Labeled area outline rows:

════════════════════

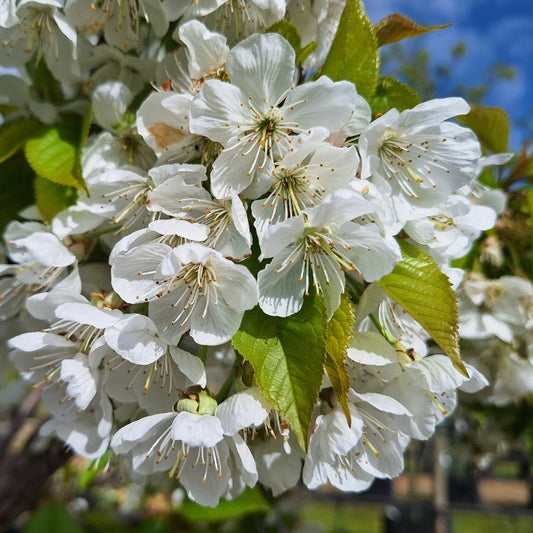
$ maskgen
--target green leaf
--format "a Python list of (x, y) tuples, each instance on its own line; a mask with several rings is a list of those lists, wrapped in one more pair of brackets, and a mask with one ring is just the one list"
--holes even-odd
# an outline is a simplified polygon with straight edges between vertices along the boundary
[(291, 425), (303, 449), (324, 374), (326, 318), (319, 304), (306, 299), (287, 318), (255, 307), (233, 337), (235, 349), (254, 368), (261, 392)]
[(241, 518), (247, 514), (265, 514), (271, 507), (259, 489), (245, 489), (234, 500), (220, 500), (216, 507), (204, 507), (187, 501), (180, 508), (180, 516), (191, 523), (225, 522)]
[(468, 372), (459, 355), (457, 299), (447, 276), (423, 250), (403, 241), (402, 260), (377, 283), (433, 338), (459, 372)]
[(326, 330), (326, 372), (348, 423), (351, 415), (348, 408), (350, 377), (346, 368), (346, 351), (352, 340), (355, 325), (355, 309), (345, 294), (341, 305), (328, 322)]
[(420, 26), (411, 19), (393, 13), (388, 17), (380, 20), (375, 26), (376, 37), (379, 46), (385, 44), (395, 43), (408, 37), (416, 37), (429, 31), (442, 30), (450, 27), (451, 24), (444, 24), (442, 26)]
[(38, 120), (29, 118), (4, 122), (0, 125), (0, 163), (18, 152), (26, 140), (41, 127), (42, 124)]
[(60, 124), (43, 128), (29, 139), (25, 146), (26, 158), (39, 176), (87, 193), (79, 163), (80, 138), (79, 122), (65, 119)]
[(318, 46), (316, 41), (311, 41), (302, 48), (302, 40), (296, 26), (287, 19), (278, 20), (272, 24), (272, 26), (269, 26), (265, 30), (265, 33), (279, 33), (282, 37), (287, 39), (296, 53), (297, 65), (301, 65), (307, 59), (309, 54), (314, 52)]
[(321, 74), (334, 81), (355, 83), (357, 92), (371, 100), (376, 91), (379, 50), (374, 26), (360, 0), (348, 0)]
[(63, 505), (43, 505), (32, 516), (24, 533), (83, 533)]
[(372, 100), (372, 112), (376, 114), (386, 113), (389, 109), (396, 108), (398, 111), (411, 109), (420, 103), (418, 94), (395, 78), (381, 76), (378, 80), (376, 94)]
[(509, 150), (509, 115), (500, 107), (471, 106), (470, 113), (457, 117), (478, 136), (485, 151), (495, 154)]
[(33, 203), (34, 176), (22, 152), (0, 164), (0, 231)]
[(77, 193), (73, 187), (65, 187), (53, 181), (35, 177), (35, 202), (45, 222), (50, 222), (57, 213), (76, 201)]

════════════════════

■ **Work to complete**
Express the lines starting at the beginning of the rows and ending at the line containing "127), (42, 124)]", inclusive, as a Markdown table with the columns "Number" and "Line", skipping any blank lines. Leave the pictures out of the answer.

■ **Written response**
| Number | Line |
|---|---|
| 1 | $ maskgen |
| 2 | --target green leaf |
| 3 | --format "a Python list of (x, y) tuples, each instance on its own line; a mask with several rings is a list of those lists, wrapped in one more pair of brackets, and a mask with one ring is just the one list" |
| 4 | --holes even-odd |
| 5 | # an outline is a simplified polygon with straight edges between vertices along the boundary |
| 6 | [(291, 425), (303, 449), (324, 374), (326, 318), (319, 304), (306, 299), (287, 318), (255, 307), (233, 337), (235, 349), (254, 368), (261, 392)] |
| 7 | [(241, 518), (247, 514), (265, 514), (271, 507), (259, 489), (245, 489), (234, 500), (220, 500), (216, 507), (204, 507), (187, 501), (180, 508), (180, 516), (191, 523), (225, 522)] |
| 8 | [(468, 372), (459, 355), (457, 299), (447, 276), (423, 250), (403, 241), (402, 260), (377, 283), (433, 338), (459, 372)] |
| 9 | [(326, 330), (326, 372), (348, 423), (351, 415), (348, 408), (350, 377), (346, 368), (346, 351), (352, 340), (355, 325), (355, 309), (345, 294), (341, 305), (328, 322)] |
| 10 | [(420, 26), (411, 19), (393, 13), (388, 17), (380, 20), (375, 26), (376, 37), (379, 46), (385, 44), (395, 43), (408, 37), (416, 37), (429, 31), (442, 30), (450, 27), (451, 24), (444, 24), (442, 26)] |
| 11 | [(38, 120), (29, 118), (4, 122), (0, 125), (0, 163), (18, 152), (26, 140), (41, 127), (42, 124)] |